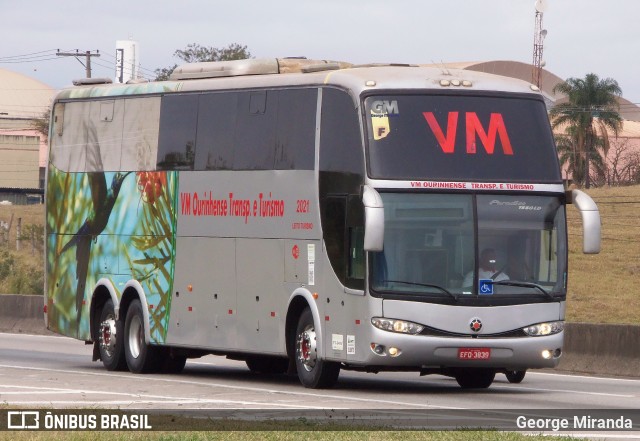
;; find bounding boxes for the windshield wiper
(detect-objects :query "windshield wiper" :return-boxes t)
[492,280,556,300]
[382,280,458,302]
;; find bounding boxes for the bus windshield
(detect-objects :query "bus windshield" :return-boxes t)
[370,192,567,300]
[364,92,562,183]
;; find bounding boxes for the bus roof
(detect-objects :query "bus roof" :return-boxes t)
[56,59,540,100]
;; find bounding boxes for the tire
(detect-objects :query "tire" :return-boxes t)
[455,368,496,389]
[245,355,289,374]
[295,308,340,389]
[124,299,162,374]
[504,370,527,384]
[97,299,127,371]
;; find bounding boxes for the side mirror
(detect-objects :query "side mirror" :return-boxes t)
[362,185,384,251]
[567,190,600,254]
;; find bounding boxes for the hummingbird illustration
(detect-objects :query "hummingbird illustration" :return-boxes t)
[60,172,131,328]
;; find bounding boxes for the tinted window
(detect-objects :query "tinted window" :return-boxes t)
[158,95,198,170]
[233,90,278,170]
[196,92,239,170]
[275,89,318,170]
[320,88,364,289]
[365,94,561,183]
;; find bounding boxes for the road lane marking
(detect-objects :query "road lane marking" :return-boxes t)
[0,364,464,409]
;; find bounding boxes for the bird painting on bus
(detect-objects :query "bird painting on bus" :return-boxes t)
[60,172,130,328]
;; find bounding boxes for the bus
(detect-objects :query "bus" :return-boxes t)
[44,58,600,388]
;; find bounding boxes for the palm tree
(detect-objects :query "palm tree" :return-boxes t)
[549,73,622,188]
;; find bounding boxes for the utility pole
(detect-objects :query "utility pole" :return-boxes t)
[56,49,100,78]
[531,0,547,88]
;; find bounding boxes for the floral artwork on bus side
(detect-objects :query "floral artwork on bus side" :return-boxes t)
[47,168,177,343]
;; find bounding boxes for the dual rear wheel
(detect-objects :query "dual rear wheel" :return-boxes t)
[98,299,187,373]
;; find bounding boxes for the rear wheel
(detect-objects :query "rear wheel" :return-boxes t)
[295,308,340,389]
[455,368,496,389]
[245,355,289,374]
[124,299,159,374]
[98,299,127,371]
[505,371,527,383]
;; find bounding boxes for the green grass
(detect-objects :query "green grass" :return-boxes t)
[0,185,640,324]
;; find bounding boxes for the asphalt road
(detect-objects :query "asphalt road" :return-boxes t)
[0,333,640,439]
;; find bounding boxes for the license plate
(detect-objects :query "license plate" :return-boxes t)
[458,348,491,360]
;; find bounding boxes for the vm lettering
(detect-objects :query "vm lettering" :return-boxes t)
[422,112,513,155]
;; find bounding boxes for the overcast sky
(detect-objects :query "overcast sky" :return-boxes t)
[0,0,640,103]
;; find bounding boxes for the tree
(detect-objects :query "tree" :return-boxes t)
[549,73,622,188]
[155,43,253,81]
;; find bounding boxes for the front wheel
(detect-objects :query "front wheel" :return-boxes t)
[295,308,340,389]
[124,299,159,374]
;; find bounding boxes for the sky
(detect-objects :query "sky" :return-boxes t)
[0,0,640,104]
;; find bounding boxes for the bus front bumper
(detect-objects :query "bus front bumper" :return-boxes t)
[354,329,564,370]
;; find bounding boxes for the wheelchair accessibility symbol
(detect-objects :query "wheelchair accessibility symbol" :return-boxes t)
[478,279,493,295]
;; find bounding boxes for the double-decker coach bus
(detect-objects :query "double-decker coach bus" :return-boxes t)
[45,59,600,388]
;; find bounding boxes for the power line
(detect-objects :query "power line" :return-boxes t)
[56,49,100,78]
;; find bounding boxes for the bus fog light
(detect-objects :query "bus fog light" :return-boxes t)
[387,348,400,357]
[522,320,564,337]
[371,317,424,335]
[371,343,387,356]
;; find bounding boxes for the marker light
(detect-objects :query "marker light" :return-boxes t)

────────────────────────────────────────

**INSTRUCTIONS TO FOLLOW:**
Convert the records, from the line containing "the wheelchair accessibility symbol" through the end, into a JSON list of strings with one string per line and no blank lines.

**ANSWER:**
[
  ";; find bounding boxes for the wheelchair accessibility symbol",
  "(detect-objects :query \"wheelchair accessibility symbol\" :return-boxes t)",
  "[478,279,493,295]",
  ";; find bounding boxes for the double-decker coach bus",
  "(detect-objects :query \"double-decker coach bus\" :return-boxes t)",
  "[45,59,600,388]",
  ";; find bounding boxes for the power line",
  "(detect-objects :query \"power line\" :return-boxes t)",
  "[56,49,100,78]",
  ";; find bounding boxes for the bus fog light",
  "(detect-objects :query \"bus fog light\" :return-boxes t)",
  "[387,348,400,357]",
  "[522,320,564,337]",
  "[371,317,424,335]",
  "[371,343,387,356]",
  ";; find bounding boxes for the marker light",
  "(detect-objects :query \"marker light\" :return-boxes t)"
]